Directions for this task:
Carry on the article about Thinking Machines Lab and AI learners from the point where it stops.

Extract:

Thinking Machines: Why AI ‘Learners’ Will Beat ‘Scale’
Thinking Machines Challenges OpenAI: The First Superintelligence Will Be a Learner, Not a Behemoth
At a time when the AI industry is locked in a multi-billion dollar race to build ever-larger models, a researcher from one of the sector’s most valuable startups has delivered a pointed challenge to the prevailing orthodoxy.
The path to artificial general intelligence, he argues, isn’t about scaling bigger-it’s about learning better.
“I believe that the first superintelligence will be a superhuman learner,” Rafael Rafailov, a researcher at Thinking Machines Lab, told an audience at the TED AI conference in San Francisco.
This vision, he explained, involves an AI that can efficiently adapt, propose its own theories, run experiments to verify them, and iterate-a sharp departure from the scale-first approach of giants like OpenAI and Google.
Founded by former OpenAI CTO Mira Murati, Thinking Machines Lab-a secretive startup that recently raised a staggering $2 billion at a $12 billion valuation-is betting its future on this different path.
The ‘Groundhog Day’ Problem: Why Today’s AI Starts Fresh Every Morning
To illustrate the fundamental flaw in current systems, Rafailov used an example familiar to any developer: the advanced coding assistant.
You can ask it to perform a complex task, and it might succeed. “But then come back the next day and ask it to implement the next feature,” he argued, “and it will do the same thing all over again.”
The core issue is that these models don’t internalize experience. “In a sense, for the models we have today, every day is their first day on the job,” Rafailov noted.
A truly intelligent being, he contrasted, should “modify its behavior so every day it becomes better… the way a human you hire gets better at the job.”

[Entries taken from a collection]
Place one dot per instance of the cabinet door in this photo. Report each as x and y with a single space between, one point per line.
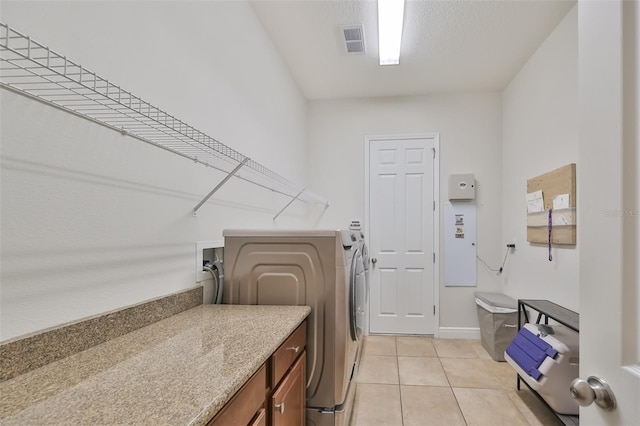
288 400
245 403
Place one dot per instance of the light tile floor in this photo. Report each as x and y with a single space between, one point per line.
421 381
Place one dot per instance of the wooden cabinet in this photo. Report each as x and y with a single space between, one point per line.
275 395
288 381
288 400
246 404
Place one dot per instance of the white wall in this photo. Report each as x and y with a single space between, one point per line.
470 142
93 220
540 133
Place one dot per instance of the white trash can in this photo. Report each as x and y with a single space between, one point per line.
498 319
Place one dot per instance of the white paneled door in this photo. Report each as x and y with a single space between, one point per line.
401 234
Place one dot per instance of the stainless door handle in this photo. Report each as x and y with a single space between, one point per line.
295 349
594 389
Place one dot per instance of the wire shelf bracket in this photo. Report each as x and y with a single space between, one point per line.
34 70
218 186
288 204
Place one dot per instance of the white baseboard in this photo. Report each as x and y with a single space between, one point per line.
470 333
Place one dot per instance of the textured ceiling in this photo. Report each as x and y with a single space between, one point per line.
447 46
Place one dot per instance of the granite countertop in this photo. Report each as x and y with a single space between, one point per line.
178 371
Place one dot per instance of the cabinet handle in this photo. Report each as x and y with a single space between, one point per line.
295 349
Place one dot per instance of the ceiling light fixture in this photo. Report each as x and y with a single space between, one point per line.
390 17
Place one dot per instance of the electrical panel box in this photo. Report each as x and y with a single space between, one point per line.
462 187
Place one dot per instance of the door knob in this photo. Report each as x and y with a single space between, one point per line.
594 389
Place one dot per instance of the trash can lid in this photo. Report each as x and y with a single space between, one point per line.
499 300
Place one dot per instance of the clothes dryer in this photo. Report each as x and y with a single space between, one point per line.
304 268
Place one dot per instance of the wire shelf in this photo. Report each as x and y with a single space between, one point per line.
32 69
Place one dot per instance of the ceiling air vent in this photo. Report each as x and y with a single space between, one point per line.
353 38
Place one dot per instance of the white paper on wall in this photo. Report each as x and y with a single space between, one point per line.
460 244
535 202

Exercise result:
A Band-Aid on a Bug: How Training Creates Bad Habits
This limitation leads to superficial problem-solving. Rafailov pointed out the tendency for coding agents to wrap uncertain code in try/except blocks-a programming shortcut to prevent errors rather than fix their root cause.
They do this because they are optimized for one thing: immediate task completion. This training methodology encourages them to take shortcuts, effectively “kicking the can down the road” instead of building a robust, genuine understanding of the code.
The Textbook Approach: From Problem-Solving to Knowledge-Building
The alternative, Rafailov suggests, is to fundamentally change how we train AI. Instead of giving a model a single difficult problem, rewarding it for the solution, and then discarding everything it learned, we should treat it like a student.
“Imagine we give them a textbook,” he proposed. “We ask our models to work through the first chapter, then the first exercise, the second… and so on.”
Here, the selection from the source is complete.